● TEXTE FOURNI:
-*-*-
Publié dans El Watan le 10 - 11 - 2007

Cela s'est aussi caractérisé par une baisse sensible du «niveau» pédagogique et scientifique des uns et des autres, un départ d'un nombre important d'enseignants-chercheurs sous d'autres cieux plus cléments, une gestion approximative basée juste sur l'achat de mobiliers et/ou la construction d'infrastructures immobilières, ainsi qu'un retard important dans la mise en place effective (et efficace) des moyens modernes de communication, en particulier, Internet.
Quant à la réorganisation des enseignements, dupliquée sur le système anglo-saxon, et intitulée LMD, elle patauge parce qu'elle est mise en place par mimétisme, sans convictions et sans tenir compte des spécificités de l'environnement et de la culture nationale, ni des pathologies de l'université algérienne.
Cette université, notre université, est aussi le point de rencontre d'enseignants et de scientifiques, d'intellectuels et de penseurs, de jeunes étudiants et de futurs cadres. Et nous l'aimons, malgré toutes les difficultés et vicissitudes pour s'y épanouir.
Malheureusement, force est de constater que la formation universitaire actuelle offre peu de possibilités aux jeunes de développer leur potentiel personnel et de se réaliser dans un environnement scientifique et culturel adéquat. Un grand nombre d'échecs, une formation qui ne paraît pas en harmonie avec le marché de l'emploi, l'absence de débouchés professionnels pour de nombreuses filières (souvent ouvertes sans réflexion globale préalable, ni stratégie ni définition claire d'objectifs) ainsi que la démobilisation de beaucoup d'enseignants, malgré un budget important, sont sources d'inquiétude. En plus de tous les problèmes vécus par la communauté universitaire, la promulgation de la nouvelle grille des salaires de la Fonction publique a confirmé tout le mépris des centres de décision nationaux vis-à-vis de ceux qui sont
censés former les citoyens et les cadres du pays.
-*-*-
● ENREGISTREMENTS:

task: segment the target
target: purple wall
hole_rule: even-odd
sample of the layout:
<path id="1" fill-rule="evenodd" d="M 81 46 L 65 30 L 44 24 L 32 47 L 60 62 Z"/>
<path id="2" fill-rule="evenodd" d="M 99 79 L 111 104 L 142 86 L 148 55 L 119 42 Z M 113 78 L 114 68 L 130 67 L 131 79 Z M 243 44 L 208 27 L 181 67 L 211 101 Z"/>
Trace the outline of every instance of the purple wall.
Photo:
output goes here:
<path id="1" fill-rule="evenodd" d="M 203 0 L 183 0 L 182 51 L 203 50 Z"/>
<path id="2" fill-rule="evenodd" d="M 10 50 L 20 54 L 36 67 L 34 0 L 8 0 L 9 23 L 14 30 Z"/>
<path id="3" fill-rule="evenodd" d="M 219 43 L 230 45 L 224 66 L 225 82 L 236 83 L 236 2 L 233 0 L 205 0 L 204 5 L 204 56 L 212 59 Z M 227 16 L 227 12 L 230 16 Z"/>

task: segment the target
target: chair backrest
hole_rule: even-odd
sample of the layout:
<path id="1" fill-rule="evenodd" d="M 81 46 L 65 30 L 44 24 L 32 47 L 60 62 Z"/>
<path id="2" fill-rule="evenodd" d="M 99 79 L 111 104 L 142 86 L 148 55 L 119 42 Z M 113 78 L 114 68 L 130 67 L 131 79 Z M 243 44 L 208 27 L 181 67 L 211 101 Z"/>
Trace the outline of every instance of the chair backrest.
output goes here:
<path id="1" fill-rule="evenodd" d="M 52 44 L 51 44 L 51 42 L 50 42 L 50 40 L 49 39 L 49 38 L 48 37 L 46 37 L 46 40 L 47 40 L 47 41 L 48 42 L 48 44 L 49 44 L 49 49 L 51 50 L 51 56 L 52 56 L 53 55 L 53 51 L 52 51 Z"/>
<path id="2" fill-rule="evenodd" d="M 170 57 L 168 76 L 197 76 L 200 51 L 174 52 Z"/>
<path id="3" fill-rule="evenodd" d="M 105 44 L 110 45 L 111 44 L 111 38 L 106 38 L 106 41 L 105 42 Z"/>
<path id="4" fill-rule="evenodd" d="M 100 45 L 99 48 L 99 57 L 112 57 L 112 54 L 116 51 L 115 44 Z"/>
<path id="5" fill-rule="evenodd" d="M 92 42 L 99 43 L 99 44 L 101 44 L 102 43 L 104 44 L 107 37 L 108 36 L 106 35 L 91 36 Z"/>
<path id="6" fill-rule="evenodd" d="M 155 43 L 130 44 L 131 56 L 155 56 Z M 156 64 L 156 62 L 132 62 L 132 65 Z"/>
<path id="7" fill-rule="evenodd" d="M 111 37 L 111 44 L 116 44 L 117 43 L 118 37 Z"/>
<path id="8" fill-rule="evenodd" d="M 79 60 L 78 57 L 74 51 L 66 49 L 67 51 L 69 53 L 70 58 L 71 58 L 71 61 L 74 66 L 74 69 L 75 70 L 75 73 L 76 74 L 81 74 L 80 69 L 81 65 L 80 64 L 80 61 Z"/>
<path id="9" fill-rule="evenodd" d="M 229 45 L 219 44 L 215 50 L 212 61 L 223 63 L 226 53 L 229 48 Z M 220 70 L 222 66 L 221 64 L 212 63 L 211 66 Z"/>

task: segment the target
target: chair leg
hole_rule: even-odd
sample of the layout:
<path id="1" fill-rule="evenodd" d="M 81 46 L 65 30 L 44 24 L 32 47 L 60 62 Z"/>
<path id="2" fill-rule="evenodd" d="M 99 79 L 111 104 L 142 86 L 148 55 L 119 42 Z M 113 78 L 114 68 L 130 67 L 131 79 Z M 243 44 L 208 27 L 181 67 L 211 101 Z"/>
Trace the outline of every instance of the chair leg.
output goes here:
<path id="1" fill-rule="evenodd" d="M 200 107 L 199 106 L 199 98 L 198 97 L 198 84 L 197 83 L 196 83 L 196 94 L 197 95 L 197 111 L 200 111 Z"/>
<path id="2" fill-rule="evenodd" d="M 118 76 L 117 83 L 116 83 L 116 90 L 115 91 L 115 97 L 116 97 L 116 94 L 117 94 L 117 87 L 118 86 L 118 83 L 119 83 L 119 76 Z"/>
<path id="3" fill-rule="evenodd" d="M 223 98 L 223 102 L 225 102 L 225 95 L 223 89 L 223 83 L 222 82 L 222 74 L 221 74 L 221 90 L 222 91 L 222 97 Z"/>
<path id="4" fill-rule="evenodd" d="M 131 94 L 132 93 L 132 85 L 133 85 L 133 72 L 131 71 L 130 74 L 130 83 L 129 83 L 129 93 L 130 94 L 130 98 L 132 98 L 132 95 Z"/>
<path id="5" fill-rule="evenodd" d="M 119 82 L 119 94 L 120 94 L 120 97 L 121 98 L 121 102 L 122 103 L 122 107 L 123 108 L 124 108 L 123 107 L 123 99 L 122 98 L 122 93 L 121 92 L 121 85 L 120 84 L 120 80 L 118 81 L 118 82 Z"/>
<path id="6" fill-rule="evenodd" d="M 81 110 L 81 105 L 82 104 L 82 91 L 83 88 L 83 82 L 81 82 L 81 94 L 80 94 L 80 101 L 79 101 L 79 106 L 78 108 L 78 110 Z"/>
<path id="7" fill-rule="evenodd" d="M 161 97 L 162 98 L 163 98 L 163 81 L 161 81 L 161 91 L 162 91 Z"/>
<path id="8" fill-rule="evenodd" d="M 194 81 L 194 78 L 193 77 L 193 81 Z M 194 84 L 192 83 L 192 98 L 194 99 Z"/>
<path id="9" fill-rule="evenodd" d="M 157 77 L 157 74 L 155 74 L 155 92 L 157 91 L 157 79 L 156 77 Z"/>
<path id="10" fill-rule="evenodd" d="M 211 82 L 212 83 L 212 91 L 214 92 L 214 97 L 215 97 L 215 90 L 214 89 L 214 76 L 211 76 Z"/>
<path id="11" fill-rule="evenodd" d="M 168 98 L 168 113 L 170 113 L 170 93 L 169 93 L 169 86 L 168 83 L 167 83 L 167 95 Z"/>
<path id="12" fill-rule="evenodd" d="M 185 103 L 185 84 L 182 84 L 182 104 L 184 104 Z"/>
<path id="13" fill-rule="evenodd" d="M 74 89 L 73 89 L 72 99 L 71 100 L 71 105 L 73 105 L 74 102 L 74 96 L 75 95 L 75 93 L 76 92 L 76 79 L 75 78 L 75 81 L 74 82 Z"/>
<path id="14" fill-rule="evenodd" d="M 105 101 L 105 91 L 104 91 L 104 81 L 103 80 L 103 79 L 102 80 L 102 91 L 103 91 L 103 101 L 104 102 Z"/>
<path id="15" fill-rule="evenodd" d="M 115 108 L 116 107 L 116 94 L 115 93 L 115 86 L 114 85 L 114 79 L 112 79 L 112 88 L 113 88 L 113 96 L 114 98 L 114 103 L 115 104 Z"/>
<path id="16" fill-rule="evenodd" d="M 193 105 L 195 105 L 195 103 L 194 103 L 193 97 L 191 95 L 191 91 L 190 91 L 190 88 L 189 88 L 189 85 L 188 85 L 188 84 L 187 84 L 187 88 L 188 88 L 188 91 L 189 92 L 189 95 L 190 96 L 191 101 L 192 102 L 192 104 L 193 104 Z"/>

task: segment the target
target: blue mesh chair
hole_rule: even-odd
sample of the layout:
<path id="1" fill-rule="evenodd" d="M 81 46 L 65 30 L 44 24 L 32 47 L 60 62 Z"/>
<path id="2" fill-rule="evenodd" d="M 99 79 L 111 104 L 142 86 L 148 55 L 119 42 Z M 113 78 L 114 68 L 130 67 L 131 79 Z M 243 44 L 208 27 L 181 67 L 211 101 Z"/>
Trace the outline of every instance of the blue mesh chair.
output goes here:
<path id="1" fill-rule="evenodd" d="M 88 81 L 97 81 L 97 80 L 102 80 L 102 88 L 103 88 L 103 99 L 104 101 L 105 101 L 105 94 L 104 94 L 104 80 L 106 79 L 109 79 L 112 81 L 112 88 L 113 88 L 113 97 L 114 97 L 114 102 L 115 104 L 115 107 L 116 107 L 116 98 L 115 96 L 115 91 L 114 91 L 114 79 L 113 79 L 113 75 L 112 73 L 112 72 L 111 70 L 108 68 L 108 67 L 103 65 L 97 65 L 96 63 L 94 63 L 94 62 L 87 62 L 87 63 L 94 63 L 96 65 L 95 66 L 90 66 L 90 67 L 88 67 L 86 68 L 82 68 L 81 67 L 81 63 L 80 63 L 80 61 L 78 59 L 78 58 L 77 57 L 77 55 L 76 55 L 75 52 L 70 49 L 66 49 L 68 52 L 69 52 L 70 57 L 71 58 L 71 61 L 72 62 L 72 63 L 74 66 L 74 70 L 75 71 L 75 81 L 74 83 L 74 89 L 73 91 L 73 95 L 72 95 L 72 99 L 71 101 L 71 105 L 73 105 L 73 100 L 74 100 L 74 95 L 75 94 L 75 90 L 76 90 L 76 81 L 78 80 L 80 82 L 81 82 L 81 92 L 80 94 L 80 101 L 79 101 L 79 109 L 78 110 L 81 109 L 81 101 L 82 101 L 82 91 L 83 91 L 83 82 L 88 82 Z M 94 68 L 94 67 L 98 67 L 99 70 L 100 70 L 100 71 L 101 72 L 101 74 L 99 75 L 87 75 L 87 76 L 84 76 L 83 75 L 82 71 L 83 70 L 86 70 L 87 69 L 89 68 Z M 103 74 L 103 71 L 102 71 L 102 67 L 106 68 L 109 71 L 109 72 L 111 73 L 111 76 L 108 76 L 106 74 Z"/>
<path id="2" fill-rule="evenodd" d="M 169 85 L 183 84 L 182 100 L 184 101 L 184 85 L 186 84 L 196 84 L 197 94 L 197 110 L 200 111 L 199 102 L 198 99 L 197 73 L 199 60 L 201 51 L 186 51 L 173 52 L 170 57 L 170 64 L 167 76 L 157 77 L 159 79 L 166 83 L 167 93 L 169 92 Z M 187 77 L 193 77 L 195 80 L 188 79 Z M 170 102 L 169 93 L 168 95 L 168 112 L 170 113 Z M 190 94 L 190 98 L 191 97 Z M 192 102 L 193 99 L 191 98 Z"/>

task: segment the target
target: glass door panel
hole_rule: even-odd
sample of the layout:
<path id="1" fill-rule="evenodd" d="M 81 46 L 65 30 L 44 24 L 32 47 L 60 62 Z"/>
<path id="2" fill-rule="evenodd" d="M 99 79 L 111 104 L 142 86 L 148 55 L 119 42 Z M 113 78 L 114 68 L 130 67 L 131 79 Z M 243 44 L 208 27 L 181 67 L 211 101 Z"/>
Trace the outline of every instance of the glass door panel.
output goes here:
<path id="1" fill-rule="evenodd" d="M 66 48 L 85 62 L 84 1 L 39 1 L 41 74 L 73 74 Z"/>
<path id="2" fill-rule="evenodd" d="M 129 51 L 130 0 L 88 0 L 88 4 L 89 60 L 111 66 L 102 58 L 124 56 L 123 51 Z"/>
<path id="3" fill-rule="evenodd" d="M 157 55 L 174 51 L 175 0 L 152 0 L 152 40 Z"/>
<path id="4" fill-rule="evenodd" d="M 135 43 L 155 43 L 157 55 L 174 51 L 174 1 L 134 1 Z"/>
-*-*-
● TÂCHE DEMANDÉE 1:
D'après le texte fourni, sur quel système la réorganisation des enseignements intitulée LMD a-t-elle été calquée ?
● TÂCHE DEMANDÉE 2:
Convertissez en liste JSON de chaînes, à raison d'une chaîne par ligne et sans les lignes vides, tout ce qui va du début des enregistrements jusqu'à la ligne contenant "203 0 L 183", cette dernière incluse.

● RÉPONSE À LA TÂCHE 1:
Sur le système anglo-saxon.

● RÉPONSE À LA TÂCHE 2:
[
  "task: segment the target",
  "target: purple wall",
  "hole_rule: even-odd",
  "sample of the layout:",
  "<path id=\"1\" fill-rule=\"evenodd\" d=\"M 81 46 L 65 30 L 44 24 L 32 47 L 60 62 Z\"/>",
  "<path id=\"2\" fill-rule=\"evenodd\" d=\"M 99 79 L 111 104 L 142 86 L 148 55 L 119 42 Z M 113 78 L 114 68 L 130 67 L 131 79 Z M 243 44 L 208 27 L 181 67 L 211 101 Z\"/>",
  "Trace the outline of every instance of the purple wall.",
  "Photo:",
  "output goes here:",
  "<path id=\"1\" fill-rule=\"evenodd\" d=\"M 203 0 L 183 0 L 182 51 L 203 50 Z\"/>"
]